» **SOURCE PASSAGE**:
◇ ◇ ◇ ◇ ◇ ◇ ◇
A splicing quantitative trait locus (sQTL) is a SNP that predicts alternative mRNA splicing associated with a trait. Similar to Li et al.23, we standardized excision-splicing ratios and then quantile normalized splicing data across individuals. Our analyses used default settings on MatrixQTL to find cis-acting sQTLs that may affect mRNA splicing in a nearby gene, which tests all SNPs within 1 megabase (Mb) of a genomic region. sQTLs were defined as a SNP associated with a differentially spliced gene that survived a BH-FDR correction for multiple testing per SNP. To determine whether sQTLs resided in specific regions of the genome we annotated sQTLs in 11 annotation categories from ANNOVAR (version 4.1)29. The annotation categories that were built on hg18 genome coordinates were updated to their corresponding hg19 values using CrossMap (version 0.5.1)30. Genetic analyses (polygenic score and sQTLs) controlled for sex, age, and two ancestral principal components.

Partitioned heritability

To test whether differentially spliced genes associated with AUD in the brain pointed to genetic mechanisms of alcohol misuse we performed a partitioned heritability analysis. We used LD score regression31 and created an annotated gene set of differentially spliced genes (BH-FDR < 0.05). To be consistent with our sQTL analyses, this included SNPs within 1 Mb of the start and stop site of a differentially spliced gene, which is similar to defaults on other splicing partitioned heritability mapping tools (e.g., Li et al.32). To determine the specificity of our findings, we tested the partitioned heritability of this gene-set with a negative control trait (Joint disorders found via: http://www.nealelab.is/uk-biobank) that used individuals of European ancestry and had similar sample size (n =  ~ 361,194) and trait heritability (h2SNP = 0.0695) as AUD.
◇ ◇ ◇ ◇ ◇ ◇ ◇
» **GIVEN ENTRIES**:
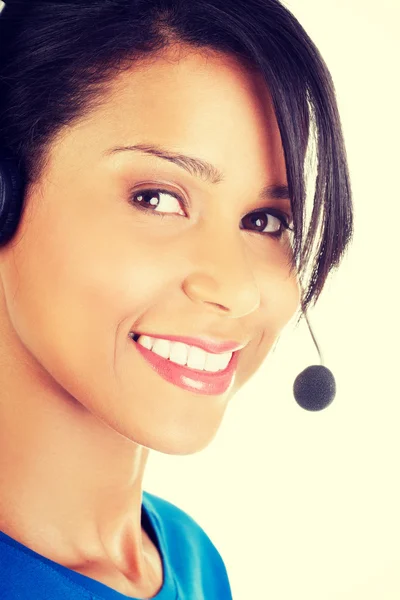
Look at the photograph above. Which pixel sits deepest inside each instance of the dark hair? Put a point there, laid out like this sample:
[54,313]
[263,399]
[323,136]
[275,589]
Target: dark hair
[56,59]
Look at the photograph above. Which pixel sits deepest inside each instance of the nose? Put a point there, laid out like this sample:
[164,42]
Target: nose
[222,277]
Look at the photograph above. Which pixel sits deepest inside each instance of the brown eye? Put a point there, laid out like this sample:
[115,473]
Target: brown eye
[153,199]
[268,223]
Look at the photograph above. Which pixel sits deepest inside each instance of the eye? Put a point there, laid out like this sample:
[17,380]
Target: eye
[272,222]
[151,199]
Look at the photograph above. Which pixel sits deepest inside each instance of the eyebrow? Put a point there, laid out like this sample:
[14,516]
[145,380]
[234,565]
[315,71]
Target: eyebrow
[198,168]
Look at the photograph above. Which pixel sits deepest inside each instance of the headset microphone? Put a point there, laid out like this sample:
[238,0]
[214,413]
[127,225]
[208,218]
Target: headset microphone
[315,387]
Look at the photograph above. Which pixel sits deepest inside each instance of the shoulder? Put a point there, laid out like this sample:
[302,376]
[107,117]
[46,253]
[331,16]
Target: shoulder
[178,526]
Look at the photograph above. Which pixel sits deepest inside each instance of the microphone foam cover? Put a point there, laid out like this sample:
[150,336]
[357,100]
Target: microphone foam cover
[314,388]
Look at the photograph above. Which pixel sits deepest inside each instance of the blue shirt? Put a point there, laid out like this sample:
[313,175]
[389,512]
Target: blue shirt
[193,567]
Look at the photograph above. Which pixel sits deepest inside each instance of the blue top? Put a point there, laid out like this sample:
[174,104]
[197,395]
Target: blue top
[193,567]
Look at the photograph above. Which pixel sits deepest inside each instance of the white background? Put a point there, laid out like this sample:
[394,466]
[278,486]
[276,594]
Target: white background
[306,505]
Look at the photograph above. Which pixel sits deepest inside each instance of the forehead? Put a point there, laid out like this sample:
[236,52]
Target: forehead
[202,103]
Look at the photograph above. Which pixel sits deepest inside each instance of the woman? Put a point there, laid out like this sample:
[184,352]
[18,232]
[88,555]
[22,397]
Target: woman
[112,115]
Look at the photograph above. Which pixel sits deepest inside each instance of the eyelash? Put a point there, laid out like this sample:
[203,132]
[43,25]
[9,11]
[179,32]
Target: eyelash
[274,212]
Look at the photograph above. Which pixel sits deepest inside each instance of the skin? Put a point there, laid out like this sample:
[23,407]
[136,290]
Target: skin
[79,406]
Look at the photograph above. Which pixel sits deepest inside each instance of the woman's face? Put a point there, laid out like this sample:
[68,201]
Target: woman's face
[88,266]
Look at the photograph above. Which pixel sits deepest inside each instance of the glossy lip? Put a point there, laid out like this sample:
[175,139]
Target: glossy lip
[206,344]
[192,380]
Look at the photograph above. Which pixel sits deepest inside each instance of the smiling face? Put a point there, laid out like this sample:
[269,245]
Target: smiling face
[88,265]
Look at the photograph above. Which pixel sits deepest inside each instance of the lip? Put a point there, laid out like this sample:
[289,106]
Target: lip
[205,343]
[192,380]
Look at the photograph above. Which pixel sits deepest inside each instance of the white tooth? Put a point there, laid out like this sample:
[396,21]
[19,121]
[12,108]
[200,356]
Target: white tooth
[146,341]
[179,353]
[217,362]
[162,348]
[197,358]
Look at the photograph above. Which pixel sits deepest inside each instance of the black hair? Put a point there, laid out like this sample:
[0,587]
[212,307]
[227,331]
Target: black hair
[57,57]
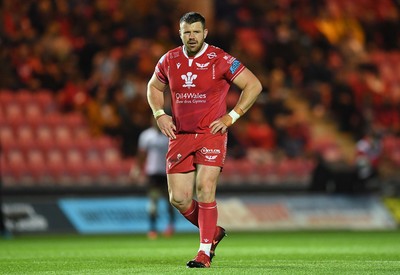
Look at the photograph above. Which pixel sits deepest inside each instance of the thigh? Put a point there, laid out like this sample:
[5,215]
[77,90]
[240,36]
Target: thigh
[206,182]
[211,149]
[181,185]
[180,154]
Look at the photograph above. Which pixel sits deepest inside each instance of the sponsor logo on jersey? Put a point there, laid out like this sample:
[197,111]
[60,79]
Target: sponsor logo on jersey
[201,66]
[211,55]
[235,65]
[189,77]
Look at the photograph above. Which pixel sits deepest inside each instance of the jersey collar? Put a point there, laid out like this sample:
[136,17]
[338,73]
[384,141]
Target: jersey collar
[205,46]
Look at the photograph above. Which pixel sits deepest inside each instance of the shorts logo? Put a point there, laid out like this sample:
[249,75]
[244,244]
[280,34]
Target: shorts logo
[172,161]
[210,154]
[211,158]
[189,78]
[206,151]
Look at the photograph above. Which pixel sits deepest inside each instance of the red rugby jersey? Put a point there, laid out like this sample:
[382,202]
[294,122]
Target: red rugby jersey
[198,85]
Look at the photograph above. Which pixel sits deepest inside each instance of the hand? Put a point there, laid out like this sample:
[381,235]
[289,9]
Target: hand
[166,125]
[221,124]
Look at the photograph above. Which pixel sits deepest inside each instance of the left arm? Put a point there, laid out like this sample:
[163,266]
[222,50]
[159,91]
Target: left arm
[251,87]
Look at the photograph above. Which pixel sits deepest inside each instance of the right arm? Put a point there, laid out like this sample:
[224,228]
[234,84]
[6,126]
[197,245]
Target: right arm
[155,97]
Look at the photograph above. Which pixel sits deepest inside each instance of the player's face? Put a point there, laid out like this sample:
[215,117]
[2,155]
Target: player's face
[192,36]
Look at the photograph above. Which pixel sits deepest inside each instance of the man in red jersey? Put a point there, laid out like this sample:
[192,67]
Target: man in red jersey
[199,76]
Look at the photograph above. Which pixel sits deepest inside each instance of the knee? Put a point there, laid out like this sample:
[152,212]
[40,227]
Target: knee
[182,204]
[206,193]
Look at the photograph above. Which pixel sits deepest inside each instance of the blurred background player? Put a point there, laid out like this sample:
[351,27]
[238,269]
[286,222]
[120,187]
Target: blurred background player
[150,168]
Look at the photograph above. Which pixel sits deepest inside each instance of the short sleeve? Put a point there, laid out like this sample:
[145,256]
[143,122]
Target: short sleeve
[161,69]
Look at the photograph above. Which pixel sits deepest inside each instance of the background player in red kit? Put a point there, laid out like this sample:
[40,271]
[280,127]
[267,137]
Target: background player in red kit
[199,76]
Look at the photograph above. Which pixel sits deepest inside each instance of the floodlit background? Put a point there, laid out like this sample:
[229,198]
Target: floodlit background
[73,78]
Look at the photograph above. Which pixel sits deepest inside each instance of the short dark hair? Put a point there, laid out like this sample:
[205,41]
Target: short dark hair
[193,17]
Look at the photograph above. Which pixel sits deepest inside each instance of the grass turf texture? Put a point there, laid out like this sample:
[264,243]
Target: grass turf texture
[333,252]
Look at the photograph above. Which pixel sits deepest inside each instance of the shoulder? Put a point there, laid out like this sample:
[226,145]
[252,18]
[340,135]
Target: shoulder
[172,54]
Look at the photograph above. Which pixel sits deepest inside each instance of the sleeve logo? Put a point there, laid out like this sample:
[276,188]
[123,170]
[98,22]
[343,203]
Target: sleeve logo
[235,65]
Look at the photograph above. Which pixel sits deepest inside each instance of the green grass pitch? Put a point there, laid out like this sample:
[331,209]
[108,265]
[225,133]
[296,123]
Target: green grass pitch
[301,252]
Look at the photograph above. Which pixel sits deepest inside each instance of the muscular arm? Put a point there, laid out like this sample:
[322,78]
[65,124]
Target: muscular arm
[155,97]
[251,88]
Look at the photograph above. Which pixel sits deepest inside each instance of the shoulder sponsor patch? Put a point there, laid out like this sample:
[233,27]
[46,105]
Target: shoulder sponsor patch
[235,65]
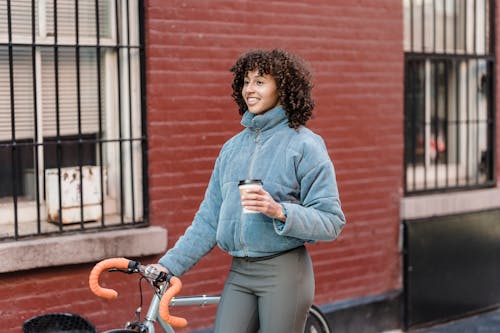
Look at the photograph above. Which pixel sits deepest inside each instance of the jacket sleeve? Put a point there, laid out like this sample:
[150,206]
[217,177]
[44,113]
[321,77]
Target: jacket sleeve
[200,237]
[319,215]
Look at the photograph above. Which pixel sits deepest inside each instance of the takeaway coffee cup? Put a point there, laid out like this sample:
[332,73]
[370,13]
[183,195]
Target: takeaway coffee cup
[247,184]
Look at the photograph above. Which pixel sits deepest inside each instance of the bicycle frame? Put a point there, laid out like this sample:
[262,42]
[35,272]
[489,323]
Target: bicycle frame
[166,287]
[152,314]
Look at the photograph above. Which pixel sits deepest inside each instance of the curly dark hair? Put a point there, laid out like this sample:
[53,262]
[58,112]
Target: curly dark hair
◇ ◇ ◇ ◇ ◇ ◇ ◇
» **ASSIGNMENT 1**:
Please copy the splicing passage word for word, starting at "To test whether" and ending at "(h2SNP = 0.0695) as AUD.".
» **ASSIGNMENT 2**:
According to the splicing passage, which trait was used as the negative control for the partitioned heritability test?
Work only from the splicing passage, not from the material.

» **TASK RESPONSE 1**:
To test whether differentially spliced genes associated with AUD in the brain pointed to genetic mechanisms of alcohol misuse we performed a partitioned heritability analysis. We used LD score regression31 and created an annotated gene set of differentially spliced genes (BH-FDR < 0.05). To be consistent with our sQTL analyses, this included SNPs within 1 Mb of the start and stop site of a differentially spliced gene, which is similar to defaults on other splicing partitioned heritability mapping tools (e.g., Li et al.32). To determine the specificity of our findings, we tested the partitioned heritability of this gene-set with a negative control trait (Joint disorders found via: http://www.nealelab.is/uk-biobank) that used individuals of European ancestry and had similar sample size (n =  ~ 361,194) and trait heritability (h2SNP = 0.0695) as AUD.

» **TASK RESPONSE 2**:
Joint disorders.